(DATA SUPPLIED Opens)

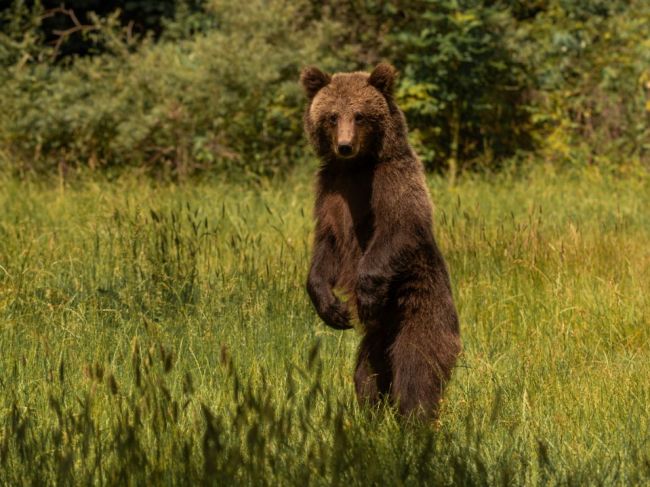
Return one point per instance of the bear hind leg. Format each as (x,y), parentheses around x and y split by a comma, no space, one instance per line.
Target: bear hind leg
(372,376)
(419,377)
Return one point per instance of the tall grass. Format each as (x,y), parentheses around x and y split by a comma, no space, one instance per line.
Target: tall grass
(161,333)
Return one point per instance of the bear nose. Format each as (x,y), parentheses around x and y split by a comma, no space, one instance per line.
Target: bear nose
(345,149)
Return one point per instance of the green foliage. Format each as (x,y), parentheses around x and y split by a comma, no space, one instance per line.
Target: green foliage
(216,88)
(589,63)
(226,99)
(149,337)
(463,87)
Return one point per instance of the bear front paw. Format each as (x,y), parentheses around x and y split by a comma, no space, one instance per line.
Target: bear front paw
(370,295)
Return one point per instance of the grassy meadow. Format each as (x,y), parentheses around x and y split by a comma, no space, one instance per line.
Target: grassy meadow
(161,333)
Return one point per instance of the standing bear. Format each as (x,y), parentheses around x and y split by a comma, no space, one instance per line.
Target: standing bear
(374,241)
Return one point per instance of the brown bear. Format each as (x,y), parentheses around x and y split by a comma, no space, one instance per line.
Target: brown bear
(374,241)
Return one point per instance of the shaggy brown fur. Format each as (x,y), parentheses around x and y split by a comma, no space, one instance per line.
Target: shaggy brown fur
(374,241)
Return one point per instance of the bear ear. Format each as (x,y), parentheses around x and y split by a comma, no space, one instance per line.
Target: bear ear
(313,80)
(383,78)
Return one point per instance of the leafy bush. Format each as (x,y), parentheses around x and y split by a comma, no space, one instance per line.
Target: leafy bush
(590,65)
(223,99)
(216,89)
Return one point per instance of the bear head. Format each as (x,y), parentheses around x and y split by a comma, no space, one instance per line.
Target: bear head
(349,113)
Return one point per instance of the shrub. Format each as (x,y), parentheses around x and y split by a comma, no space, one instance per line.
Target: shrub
(223,99)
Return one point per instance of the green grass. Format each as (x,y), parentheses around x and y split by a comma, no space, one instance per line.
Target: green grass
(162,333)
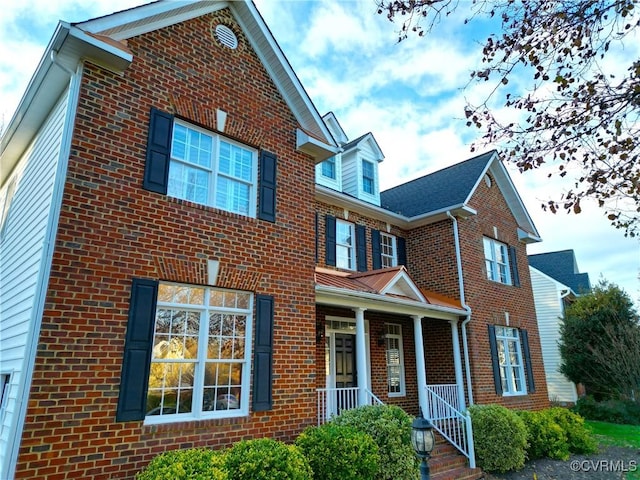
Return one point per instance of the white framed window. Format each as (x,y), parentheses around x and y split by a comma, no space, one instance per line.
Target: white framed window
(388,250)
(368,177)
(329,168)
(212,170)
(496,255)
(510,361)
(395,360)
(345,245)
(201,356)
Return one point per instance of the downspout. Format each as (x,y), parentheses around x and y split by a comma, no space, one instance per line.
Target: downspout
(465,347)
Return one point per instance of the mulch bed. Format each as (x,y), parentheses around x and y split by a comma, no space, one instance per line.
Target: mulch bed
(608,464)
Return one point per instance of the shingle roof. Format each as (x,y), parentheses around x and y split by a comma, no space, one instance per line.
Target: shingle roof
(448,187)
(562,266)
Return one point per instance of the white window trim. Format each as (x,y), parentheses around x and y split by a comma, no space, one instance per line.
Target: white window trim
(492,261)
(214,174)
(398,336)
(394,249)
(351,247)
(508,381)
(197,413)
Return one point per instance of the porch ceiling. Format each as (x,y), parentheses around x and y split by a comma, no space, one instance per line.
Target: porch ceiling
(370,291)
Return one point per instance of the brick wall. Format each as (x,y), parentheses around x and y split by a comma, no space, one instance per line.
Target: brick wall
(111,230)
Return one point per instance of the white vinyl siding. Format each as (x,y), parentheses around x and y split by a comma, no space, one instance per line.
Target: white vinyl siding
(23,245)
(549,309)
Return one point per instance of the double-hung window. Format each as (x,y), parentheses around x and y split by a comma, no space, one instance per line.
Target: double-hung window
(388,250)
(510,361)
(345,245)
(496,257)
(368,177)
(395,360)
(201,354)
(212,170)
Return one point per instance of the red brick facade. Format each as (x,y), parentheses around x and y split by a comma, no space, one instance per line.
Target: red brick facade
(112,230)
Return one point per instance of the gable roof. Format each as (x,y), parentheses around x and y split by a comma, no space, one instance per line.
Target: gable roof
(102,40)
(562,267)
(387,289)
(451,189)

(DATA SUPPLIED Closes)

WHAT YOU WILL DO: Could the data above be reproduced exactly, with the pictures left out?

SOLUTION:
Return one point per instance of the bear hind leg. Format each as (x,y), parentheses around x and y split by a comma, no space, one instance per line.
Target: bear hind leg
(372,376)
(419,377)
Return one point per instance of the tall grass. Format each as (x,y), parentheses around x and y split by a comma, no space, one instance per line.
Target: tall grass
(161,333)
Return one point per instance of the bear nose. Format each as (x,y), parentheses around x and y split by a comma, no space, one instance per line.
Target: bear nose
(345,149)
Return one point per instance of the green foliage. Format each as (x,y), parentheses around x and y split by a comma, no space, one instance per line.
Target: green foliage
(216,88)
(589,63)
(226,99)
(149,337)
(463,87)
Return one point per instance of the bear front paw. Format each as (x,y), parentheses around x and y split by a comma, no space, one instance per line.
Target: bear front paw
(370,295)
Return one point per instance of the grassy meadow. Format each as (x,y), parentheses around x and y split by a comma, no space, one instance per line.
Target: grassy meadow
(161,333)
Return one point per instance of the standing bear. Format each as (x,y), parentheses around x and y split by a comma, no space, one instance per line.
Target: standing bear
(374,241)
Return one point per instance of the brown bear. Format each as (x,y), parentheses around x and y split by a comma, no space, one instance per line.
Target: brown bear
(374,241)
Return one point per instance of the shaggy brown fur. Format each as (x,y), parentheses around x and y split by a comma, no space, one instance per line.
Target: shaggy brown fur
(374,241)
Return one point per instance of the bear ear. Format each as (x,y), parentheses around x and y split by a comma, no space, one instance per line.
Target: bear ear
(313,80)
(383,78)
Return one point per instance of the leafy bush. Format each as (x,y), parentheses around x and y split by a comma, no space, one instance per line.
Target: leafy bush
(590,65)
(223,99)
(216,89)
Return one point per instance of the bear head. Format each as (x,y), parentheses around x and y split by a comma, no space, one instance per line.
Target: bear head
(349,113)
Return one point per instance of the shrub. Format each as (x,y), parentheses around x and y split by a comma, no space, one instance per line.
Target: shrub
(223,99)
Return one point per instance of the green grass. Format each as (x,y), parentheses around x and y split by a comma, no space, one instance per line.
Target: green grass
(162,333)
Return one point per instance of the white framed window. Format each as (x,y), parentheses around x and y split by a comma, no space, one instance per line.
Target: white framed window
(388,250)
(368,177)
(329,168)
(212,170)
(496,255)
(510,361)
(395,360)
(345,245)
(201,356)
Return one point per instance of the downspout. Format each as (x,y), parentheses around x and y split by a comma, no space, one instance per line.
Target: downspout
(465,347)
Return one point per instance of the mulch bed. Format each as (x,y), parentheses around x and y split by a comma, no space, one instance per line.
Target: mulch bed
(608,464)
Return one point per instance of the shingle roof. Format each as (x,y), parentheses around x and y split by a comma, no space, one instance per line.
Target: shingle roof
(448,187)
(562,266)
Return one point per instance of the white window trim. Format each as (x,y), parentheses around x and y split by a comma, no space, one instance per line.
Target: white window trim
(492,261)
(214,174)
(398,336)
(394,249)
(351,247)
(508,381)
(197,413)
Return one point per instance of the porch ceiling. Format each as (x,y), parentheses around x and y split by a comma, no space, one instance per line.
Target: porch ceiling
(370,291)
Return one point per instance of the brick wall. Format each as (x,y), parentheses around x and y split by a comma, no space, one instance per line.
Target: brick wall
(111,230)
Return one point per instance of the white vinyl siding. Format each as (x,y), parentheses around x and y split by a comma, no space, one instance per line.
Target: white vinyl siding
(23,245)
(549,309)
Return one point per instance of the double-hung window. Format each as (x,y), parentheses around x and y split by a comma, no space, one instance per line.
Target: double-hung window
(388,250)
(510,361)
(345,245)
(496,257)
(368,177)
(395,360)
(201,354)
(212,170)
Return one point per instance of the red brick facade. Format each as (x,y), parentheses around x and y split by a comma, no space, one instance per line.
Target: red brick facade
(112,230)
Return one point per instance of the gable roof. Format each as (x,y), parentheses around x and y split by a comma, no space, one instance per line.
Target: gable roof
(102,40)
(562,267)
(387,289)
(451,189)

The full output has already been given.